Saved data entries -
——————

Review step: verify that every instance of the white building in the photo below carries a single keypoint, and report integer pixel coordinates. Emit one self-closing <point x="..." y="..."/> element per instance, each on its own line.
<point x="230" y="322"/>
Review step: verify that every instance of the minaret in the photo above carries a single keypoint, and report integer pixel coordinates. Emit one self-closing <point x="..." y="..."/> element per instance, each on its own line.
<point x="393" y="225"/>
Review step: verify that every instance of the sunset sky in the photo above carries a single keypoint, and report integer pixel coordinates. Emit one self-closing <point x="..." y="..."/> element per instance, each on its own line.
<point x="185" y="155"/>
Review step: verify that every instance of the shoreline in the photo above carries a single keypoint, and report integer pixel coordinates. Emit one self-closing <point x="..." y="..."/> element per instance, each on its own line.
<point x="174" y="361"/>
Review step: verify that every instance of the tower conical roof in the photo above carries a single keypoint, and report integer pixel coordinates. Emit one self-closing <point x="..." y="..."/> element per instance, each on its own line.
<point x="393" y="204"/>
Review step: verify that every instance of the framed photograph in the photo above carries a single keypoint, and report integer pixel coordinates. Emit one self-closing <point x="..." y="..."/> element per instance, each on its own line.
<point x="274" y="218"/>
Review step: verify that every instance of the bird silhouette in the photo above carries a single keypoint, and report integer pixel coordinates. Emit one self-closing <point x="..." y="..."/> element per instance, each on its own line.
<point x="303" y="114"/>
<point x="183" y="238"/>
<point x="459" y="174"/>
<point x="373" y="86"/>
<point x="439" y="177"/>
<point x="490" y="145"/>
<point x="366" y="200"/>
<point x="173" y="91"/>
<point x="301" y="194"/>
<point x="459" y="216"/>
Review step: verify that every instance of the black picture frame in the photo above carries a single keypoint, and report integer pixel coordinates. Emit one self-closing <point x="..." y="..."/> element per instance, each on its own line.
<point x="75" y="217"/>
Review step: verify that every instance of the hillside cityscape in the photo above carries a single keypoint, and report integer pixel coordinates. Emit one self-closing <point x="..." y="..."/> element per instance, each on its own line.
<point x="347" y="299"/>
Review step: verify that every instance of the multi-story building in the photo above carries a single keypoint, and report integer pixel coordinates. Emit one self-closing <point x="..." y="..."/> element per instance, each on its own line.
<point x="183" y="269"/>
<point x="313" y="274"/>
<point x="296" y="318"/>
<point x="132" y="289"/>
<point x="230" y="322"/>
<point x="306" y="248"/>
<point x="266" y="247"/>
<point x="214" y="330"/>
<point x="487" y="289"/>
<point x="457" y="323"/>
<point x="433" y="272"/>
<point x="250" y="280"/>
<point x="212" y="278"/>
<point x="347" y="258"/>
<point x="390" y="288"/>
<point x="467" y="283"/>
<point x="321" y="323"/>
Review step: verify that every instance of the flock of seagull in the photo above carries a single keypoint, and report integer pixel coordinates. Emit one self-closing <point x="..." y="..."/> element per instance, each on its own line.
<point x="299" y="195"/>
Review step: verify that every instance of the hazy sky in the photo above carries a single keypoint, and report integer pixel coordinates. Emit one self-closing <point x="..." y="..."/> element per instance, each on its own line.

——————

Nothing but the lines from the one containing "Review step: verify that every instance of the hillside" to the end of the entries belongs in the answer, and each must match exactly.

Finished task -
Review step: verify that every instance of the hillside cityscape in the photo above carries a single keypoint, and report integer pixel coordinates. Emit one self-closing <point x="..." y="..."/> element per instance, each on its own line.
<point x="347" y="299"/>
Review step: verify that every instance of the multi-story building in the photo above carries a single keypoint, and report integer pixel coordinates. Emit one self-closing <point x="..." y="..."/> element per instance, each on its own line.
<point x="183" y="269"/>
<point x="313" y="274"/>
<point x="296" y="318"/>
<point x="132" y="289"/>
<point x="230" y="322"/>
<point x="306" y="248"/>
<point x="266" y="247"/>
<point x="214" y="330"/>
<point x="487" y="289"/>
<point x="457" y="323"/>
<point x="433" y="272"/>
<point x="250" y="280"/>
<point x="212" y="278"/>
<point x="347" y="258"/>
<point x="390" y="288"/>
<point x="467" y="283"/>
<point x="321" y="323"/>
Review step: verify that every instance of the flock of seagull in the photo above carries a single keypoint, and report integer pixel coordinates. Emit one self-closing <point x="..." y="..."/> element per instance, each on its own line.
<point x="299" y="195"/>
Review step: verify that every instance of the hazy sky in the photo above carries a single keypoint, and report integer pixel coordinates. Emit one self-closing <point x="..." y="..."/> element per instance, each on its own line.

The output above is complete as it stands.